[Set problem A]
Print the circular economy passage word for word, beginning at the words "The Circularity Gap" and stopping after the words "using lower-carbon alternatives.".
[Set problem B]
Write what follows in the circular economy passage, starting after its final sentence.

[Page]
The basic principle of the circular economy is that all value present in the economy will never be lost. In a circular economy, all resources in use are kept as long as possible until we extract the maximum value from them, then recover and regenerate materials at the end of each resource’s life.
 
The world is in a state of environmental crisis and it is increasingly clear the population will run out of natural resources if the present level of resource use is maintained. Industries, including the construction industry, will play a huge role in bridging the resource gap as we come up with alternative solutions and alternative ways of working. With up to 30% of the EU’s waste coming from construction and demolition waste, we need a different approach to the traditional linear pathway.
 
The Circularity Gap Report 2019 published by Circle Economy at the World Economic Forum reveals that to accomplish circularity companies must utilise the full potential of products - maximising their use, extending product lifetime, increasing recycling, reducing material consumption and using lower-carbon alternatives.

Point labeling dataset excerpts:
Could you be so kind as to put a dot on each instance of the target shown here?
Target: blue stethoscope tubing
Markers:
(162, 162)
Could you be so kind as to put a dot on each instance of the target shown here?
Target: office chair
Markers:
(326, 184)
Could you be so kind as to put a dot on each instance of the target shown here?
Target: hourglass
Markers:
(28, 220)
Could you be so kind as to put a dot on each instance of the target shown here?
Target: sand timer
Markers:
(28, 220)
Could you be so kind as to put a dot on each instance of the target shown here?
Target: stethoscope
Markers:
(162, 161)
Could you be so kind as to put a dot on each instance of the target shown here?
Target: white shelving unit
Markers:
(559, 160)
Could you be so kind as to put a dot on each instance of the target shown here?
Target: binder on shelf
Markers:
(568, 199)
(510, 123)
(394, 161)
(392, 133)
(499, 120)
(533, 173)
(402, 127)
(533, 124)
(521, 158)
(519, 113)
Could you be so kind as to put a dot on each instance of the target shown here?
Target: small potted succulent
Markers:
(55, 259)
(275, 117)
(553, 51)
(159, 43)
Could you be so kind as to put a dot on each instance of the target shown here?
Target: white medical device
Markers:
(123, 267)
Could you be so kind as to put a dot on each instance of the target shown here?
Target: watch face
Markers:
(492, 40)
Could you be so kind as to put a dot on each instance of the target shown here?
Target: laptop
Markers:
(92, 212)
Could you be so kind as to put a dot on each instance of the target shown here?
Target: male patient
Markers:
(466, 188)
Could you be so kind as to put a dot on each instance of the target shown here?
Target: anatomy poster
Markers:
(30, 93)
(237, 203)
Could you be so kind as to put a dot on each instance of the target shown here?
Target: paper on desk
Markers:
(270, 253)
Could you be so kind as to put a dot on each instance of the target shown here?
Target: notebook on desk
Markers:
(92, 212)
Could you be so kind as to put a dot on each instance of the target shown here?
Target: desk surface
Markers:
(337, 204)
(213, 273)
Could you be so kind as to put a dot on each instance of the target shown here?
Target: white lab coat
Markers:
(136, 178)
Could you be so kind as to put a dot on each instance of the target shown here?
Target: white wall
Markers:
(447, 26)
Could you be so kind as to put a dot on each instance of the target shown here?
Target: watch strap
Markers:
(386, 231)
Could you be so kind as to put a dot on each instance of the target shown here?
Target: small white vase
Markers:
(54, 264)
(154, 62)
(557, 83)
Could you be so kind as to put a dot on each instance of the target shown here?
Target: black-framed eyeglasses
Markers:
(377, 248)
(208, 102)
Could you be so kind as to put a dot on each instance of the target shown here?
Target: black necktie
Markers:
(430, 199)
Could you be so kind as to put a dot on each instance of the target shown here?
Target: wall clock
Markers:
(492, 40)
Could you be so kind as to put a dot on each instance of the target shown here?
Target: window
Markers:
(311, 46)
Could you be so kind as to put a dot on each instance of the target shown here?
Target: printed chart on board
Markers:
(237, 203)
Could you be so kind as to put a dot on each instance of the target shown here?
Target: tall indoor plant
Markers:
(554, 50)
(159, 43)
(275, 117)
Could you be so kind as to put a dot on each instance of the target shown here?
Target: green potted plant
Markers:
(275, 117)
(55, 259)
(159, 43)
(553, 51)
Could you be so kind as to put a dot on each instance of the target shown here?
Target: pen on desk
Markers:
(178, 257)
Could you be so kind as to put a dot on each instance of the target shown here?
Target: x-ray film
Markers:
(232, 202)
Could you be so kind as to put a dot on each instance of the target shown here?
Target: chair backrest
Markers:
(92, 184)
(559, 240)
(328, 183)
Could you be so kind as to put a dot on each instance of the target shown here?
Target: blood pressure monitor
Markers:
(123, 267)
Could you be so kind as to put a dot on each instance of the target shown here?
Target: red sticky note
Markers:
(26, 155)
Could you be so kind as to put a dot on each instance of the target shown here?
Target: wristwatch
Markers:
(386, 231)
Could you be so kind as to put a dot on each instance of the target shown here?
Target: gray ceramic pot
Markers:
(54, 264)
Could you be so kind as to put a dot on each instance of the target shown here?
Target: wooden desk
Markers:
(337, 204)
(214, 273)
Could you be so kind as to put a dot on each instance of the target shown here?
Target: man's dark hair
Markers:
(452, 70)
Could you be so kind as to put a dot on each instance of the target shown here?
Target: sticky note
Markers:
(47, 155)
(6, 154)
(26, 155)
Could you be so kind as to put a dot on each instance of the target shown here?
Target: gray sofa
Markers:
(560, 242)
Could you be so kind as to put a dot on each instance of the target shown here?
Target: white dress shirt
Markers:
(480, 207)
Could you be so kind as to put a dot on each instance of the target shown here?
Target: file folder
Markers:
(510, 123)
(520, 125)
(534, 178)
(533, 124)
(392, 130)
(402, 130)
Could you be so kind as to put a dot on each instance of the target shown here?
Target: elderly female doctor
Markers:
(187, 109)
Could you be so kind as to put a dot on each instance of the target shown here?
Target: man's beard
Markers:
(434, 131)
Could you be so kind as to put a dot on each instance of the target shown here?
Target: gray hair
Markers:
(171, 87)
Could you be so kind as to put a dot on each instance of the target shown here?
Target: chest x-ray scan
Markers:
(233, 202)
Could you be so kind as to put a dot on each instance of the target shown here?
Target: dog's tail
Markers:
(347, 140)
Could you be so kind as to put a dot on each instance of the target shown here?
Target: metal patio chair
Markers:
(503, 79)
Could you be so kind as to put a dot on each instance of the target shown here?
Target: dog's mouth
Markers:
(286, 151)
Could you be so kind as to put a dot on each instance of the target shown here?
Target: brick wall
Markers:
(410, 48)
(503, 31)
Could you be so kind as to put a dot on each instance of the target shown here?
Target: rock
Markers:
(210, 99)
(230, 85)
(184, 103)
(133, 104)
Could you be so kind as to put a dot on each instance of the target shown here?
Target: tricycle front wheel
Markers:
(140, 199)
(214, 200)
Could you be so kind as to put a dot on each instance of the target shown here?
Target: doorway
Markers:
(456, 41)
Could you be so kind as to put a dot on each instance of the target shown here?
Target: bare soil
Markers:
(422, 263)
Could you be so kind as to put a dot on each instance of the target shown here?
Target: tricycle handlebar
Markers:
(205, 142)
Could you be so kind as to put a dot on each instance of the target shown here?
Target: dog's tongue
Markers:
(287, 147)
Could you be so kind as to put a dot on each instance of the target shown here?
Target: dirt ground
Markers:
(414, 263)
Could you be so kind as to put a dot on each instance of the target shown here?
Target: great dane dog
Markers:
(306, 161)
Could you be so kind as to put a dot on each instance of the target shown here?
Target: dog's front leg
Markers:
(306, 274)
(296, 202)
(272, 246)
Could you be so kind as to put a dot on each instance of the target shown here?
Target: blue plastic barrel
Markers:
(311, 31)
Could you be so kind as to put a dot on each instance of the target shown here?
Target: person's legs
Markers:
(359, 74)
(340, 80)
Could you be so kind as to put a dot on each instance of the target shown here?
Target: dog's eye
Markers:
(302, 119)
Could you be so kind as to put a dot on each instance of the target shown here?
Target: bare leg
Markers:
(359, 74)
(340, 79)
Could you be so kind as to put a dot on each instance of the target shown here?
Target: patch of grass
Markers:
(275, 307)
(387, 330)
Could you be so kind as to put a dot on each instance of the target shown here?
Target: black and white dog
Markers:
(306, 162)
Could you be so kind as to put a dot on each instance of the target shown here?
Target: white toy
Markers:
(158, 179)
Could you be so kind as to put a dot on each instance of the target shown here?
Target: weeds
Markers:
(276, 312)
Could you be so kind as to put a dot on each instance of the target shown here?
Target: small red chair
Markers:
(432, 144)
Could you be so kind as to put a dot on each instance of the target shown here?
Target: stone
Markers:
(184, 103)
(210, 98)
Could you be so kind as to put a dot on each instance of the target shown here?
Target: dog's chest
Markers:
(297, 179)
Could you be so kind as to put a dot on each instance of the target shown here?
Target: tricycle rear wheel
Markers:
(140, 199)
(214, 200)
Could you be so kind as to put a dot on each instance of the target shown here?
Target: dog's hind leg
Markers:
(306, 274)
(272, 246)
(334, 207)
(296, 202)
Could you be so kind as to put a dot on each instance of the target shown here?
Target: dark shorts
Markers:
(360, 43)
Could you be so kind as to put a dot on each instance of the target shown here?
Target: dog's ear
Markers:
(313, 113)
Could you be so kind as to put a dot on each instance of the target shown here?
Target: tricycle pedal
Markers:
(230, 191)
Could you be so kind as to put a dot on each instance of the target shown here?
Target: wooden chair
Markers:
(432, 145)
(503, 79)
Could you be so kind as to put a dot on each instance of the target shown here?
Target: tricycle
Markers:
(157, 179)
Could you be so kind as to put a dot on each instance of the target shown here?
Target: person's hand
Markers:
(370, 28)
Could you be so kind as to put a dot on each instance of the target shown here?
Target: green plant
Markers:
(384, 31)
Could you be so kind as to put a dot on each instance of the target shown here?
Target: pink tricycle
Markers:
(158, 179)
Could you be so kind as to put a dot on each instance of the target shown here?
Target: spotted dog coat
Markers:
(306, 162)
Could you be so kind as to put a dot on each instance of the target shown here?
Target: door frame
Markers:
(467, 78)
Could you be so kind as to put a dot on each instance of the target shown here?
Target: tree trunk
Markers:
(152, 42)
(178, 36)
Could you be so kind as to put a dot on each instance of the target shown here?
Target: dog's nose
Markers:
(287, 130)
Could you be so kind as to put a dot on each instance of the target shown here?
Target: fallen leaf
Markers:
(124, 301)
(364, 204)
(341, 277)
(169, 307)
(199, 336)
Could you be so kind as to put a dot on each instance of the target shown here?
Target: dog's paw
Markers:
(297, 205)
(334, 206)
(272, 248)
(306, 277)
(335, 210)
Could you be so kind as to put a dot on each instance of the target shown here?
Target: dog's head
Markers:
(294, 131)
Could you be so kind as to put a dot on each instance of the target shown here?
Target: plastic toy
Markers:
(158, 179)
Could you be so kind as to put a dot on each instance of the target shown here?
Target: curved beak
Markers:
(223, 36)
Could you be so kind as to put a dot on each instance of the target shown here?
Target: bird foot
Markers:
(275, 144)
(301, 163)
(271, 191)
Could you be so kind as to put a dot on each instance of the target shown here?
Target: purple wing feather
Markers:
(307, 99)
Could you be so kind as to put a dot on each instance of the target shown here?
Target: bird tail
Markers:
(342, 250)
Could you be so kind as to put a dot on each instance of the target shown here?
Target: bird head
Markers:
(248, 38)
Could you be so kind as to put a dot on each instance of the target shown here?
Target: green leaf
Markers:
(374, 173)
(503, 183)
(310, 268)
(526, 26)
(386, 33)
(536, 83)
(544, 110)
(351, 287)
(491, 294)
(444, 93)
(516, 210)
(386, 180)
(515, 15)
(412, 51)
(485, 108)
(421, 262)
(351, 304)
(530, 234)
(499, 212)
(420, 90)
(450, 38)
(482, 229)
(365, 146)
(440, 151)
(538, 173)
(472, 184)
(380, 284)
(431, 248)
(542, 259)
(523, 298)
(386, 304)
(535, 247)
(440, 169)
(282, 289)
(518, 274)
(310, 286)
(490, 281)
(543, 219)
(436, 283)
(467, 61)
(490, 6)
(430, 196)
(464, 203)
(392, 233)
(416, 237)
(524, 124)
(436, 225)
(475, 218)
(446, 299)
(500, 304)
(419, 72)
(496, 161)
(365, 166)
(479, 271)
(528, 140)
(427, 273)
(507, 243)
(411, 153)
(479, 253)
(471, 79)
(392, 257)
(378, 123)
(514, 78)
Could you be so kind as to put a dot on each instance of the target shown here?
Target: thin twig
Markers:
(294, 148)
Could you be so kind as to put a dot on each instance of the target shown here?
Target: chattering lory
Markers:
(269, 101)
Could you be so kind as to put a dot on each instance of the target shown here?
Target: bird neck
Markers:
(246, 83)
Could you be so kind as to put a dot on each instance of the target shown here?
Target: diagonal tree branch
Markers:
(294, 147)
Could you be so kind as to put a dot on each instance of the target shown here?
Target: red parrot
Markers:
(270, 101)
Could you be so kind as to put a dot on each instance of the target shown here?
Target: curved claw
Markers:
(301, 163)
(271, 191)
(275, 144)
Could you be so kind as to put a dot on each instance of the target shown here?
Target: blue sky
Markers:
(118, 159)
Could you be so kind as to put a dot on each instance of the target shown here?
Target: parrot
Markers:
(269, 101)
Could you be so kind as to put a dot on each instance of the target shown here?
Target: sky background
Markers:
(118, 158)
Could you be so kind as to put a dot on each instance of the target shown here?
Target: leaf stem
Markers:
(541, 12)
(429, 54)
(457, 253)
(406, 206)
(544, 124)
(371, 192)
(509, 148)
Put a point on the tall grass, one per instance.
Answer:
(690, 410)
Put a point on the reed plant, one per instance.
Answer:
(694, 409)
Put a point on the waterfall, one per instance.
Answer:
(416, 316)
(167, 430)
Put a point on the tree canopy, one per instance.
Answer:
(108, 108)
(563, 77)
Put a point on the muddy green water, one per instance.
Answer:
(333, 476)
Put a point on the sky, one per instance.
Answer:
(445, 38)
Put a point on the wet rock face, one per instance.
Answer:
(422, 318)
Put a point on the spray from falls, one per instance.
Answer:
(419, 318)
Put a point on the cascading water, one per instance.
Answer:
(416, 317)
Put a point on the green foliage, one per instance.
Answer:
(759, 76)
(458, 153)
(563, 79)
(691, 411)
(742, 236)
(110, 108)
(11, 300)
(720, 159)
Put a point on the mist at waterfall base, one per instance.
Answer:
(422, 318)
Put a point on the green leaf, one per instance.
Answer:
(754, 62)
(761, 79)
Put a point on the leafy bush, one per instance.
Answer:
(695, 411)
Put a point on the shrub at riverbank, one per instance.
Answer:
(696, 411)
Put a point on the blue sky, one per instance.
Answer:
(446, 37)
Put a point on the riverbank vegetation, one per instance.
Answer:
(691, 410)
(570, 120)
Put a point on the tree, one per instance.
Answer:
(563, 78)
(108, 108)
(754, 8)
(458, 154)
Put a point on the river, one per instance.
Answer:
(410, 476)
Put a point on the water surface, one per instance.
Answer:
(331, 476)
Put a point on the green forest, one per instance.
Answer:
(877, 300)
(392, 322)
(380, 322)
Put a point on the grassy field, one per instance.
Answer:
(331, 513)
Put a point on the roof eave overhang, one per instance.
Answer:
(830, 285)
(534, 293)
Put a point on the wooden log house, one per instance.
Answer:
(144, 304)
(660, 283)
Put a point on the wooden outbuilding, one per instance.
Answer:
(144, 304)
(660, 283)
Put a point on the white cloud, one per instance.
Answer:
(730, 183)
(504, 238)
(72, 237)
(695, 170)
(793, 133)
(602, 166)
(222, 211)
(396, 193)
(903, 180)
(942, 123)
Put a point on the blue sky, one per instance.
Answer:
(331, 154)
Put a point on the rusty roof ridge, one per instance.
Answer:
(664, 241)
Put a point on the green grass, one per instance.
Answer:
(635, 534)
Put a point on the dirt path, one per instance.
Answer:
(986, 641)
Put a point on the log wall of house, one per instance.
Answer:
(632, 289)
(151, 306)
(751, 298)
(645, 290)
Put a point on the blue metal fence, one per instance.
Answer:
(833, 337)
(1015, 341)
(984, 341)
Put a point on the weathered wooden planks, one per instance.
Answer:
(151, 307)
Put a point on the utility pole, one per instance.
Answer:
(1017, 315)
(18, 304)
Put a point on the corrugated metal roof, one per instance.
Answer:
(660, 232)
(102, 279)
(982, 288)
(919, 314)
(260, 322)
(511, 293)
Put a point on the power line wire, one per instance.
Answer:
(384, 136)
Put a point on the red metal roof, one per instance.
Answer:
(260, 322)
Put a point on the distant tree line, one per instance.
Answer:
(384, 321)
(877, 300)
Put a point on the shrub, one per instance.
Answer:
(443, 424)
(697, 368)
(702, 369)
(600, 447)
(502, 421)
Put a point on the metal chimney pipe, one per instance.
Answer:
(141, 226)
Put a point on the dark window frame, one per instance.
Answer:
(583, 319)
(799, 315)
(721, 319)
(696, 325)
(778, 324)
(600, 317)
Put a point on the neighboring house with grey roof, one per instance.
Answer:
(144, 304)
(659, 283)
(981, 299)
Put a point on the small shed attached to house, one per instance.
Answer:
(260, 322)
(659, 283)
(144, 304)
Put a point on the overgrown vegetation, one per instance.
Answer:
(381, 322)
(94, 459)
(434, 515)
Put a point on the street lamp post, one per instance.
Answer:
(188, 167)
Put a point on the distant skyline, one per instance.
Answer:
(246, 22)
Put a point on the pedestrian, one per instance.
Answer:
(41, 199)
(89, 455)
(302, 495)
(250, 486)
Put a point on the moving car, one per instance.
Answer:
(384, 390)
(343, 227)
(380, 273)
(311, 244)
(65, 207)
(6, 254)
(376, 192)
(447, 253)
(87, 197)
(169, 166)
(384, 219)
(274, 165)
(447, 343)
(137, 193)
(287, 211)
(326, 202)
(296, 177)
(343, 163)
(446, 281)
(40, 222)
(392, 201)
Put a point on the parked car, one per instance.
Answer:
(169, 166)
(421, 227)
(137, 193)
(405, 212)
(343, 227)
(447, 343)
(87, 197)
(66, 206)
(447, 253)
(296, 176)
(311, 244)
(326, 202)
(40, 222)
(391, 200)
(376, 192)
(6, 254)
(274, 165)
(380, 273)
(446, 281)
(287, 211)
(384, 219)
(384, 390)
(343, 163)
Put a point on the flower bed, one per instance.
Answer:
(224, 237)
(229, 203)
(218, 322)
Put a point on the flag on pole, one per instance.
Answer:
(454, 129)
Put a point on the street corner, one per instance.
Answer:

[Expected answer A]
The Circularity Gap Report 2019 published by Circle Economy at the World Economic Forum reveals that to accomplish circularity companies must utilise the full potential of products - maximising their use, extending product lifetime, increasing recycling, reducing material consumption and using lower-carbon alternatives.

[Expected answer B]
With these key strategies in mind, as an industry, we will need to evolve the current make-up of existing products, find alternative resources and develop new ones to reach our collective goal of a much more sustainable future. This must be at the heart of all product innovation from 100% recyclable or recycled product components, to product manufacture, transport, waste and end-of-life.
 
The shift to a circular economy will also require innovative business models that either change or replace existing ones or create new opportunities. As companies begin to reinvigorate the systems and processes they operate under, collaboration will be key to success. We can learn from developments and change happening in other sectors of the economy, from the digital revolution of financial services, to the algae and mushrooms that are being trialled for exciting new uses in the bio-technology sector.
 
The evolution towards a circular economy is undoubtedly necessary. According to the Circularity Gap Report 2019, the Global economy is currently only 9% circular. The global use of materials has more than tripled since 1970, without action this could double again by 2050. Given that the built environment accounts for a fifth of global emissions, building practices need to minimise the use of raw materials. To halt this acceleration there is a strong call on governments to implement policies and set meaningful targets.
 
In essence the world is already circular and as citizens of the planet we impact the environment and as a society we experience the connection to the earth through changing climate events. The model of a circular economy takes this core principle of connection and collaboration and transfers it into the world of consumption and production.